Data provided:
::::

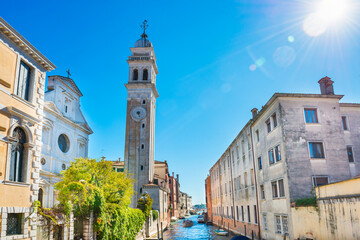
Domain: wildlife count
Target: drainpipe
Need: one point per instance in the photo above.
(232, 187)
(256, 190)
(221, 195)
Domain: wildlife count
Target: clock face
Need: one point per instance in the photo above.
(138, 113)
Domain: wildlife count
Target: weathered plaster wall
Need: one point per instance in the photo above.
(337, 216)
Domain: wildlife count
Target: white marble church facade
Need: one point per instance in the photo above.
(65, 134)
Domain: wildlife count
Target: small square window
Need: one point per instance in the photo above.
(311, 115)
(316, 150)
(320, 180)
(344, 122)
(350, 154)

::::

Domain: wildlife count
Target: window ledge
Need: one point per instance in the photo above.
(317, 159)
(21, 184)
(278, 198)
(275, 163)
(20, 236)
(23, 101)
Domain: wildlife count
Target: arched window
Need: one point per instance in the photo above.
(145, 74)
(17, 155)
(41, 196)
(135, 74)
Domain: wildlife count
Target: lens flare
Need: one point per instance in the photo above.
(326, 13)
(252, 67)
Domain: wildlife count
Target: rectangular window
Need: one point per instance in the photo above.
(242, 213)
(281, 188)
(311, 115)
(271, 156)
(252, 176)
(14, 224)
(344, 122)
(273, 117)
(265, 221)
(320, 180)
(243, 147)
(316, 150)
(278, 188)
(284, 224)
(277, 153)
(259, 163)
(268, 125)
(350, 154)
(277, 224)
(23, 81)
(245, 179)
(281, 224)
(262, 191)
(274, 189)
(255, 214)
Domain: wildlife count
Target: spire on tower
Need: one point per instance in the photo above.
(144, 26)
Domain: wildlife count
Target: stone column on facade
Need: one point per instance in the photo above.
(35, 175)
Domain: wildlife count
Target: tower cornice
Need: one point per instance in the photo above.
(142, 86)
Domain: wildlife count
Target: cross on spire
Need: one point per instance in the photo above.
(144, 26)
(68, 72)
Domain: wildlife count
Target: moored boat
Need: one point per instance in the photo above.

::::

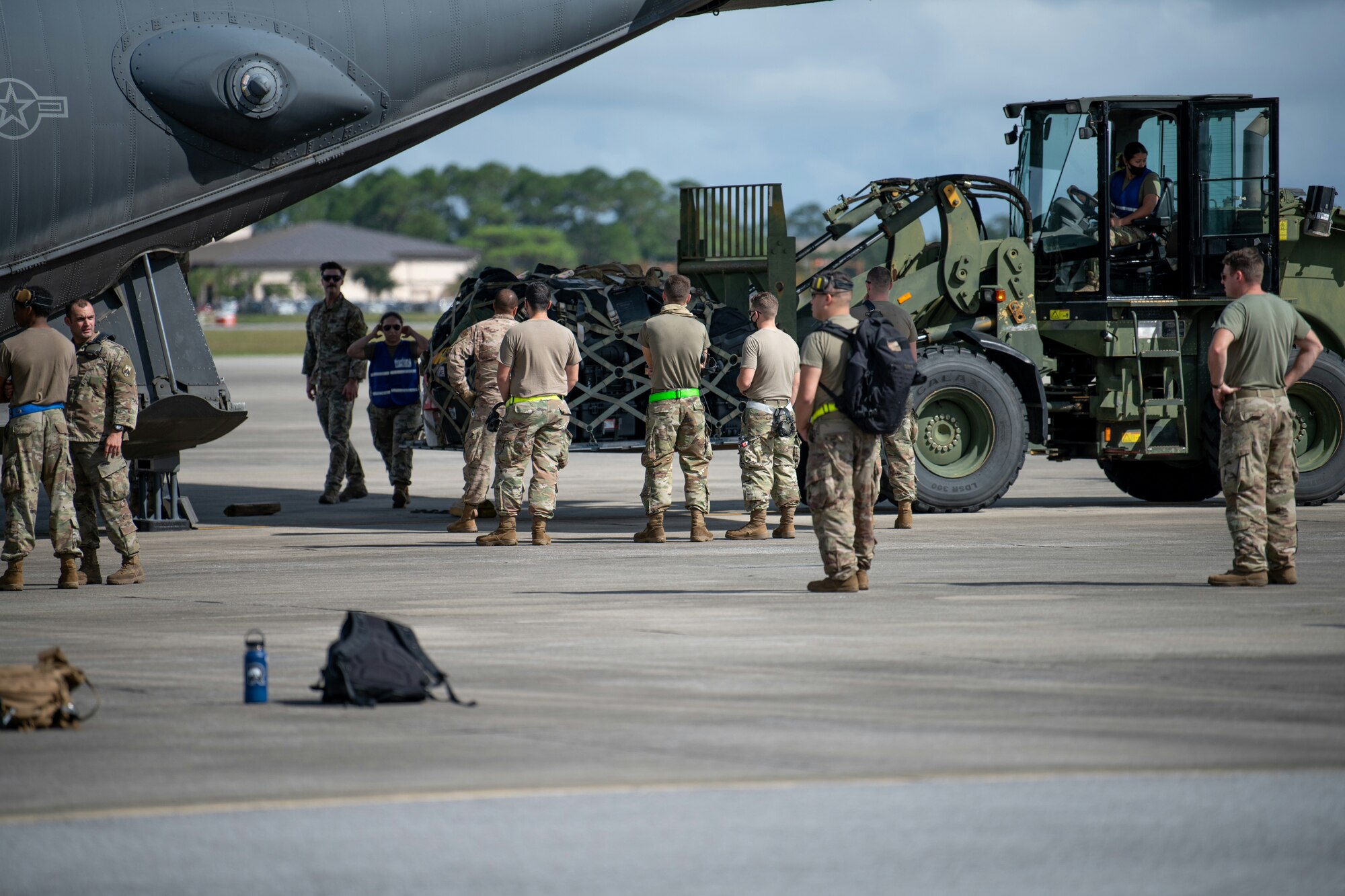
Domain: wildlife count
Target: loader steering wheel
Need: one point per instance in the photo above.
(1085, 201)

::::

Aim of the exercise: Count how many lines above contain the word "window". Reply with the number alone.

Task result: 4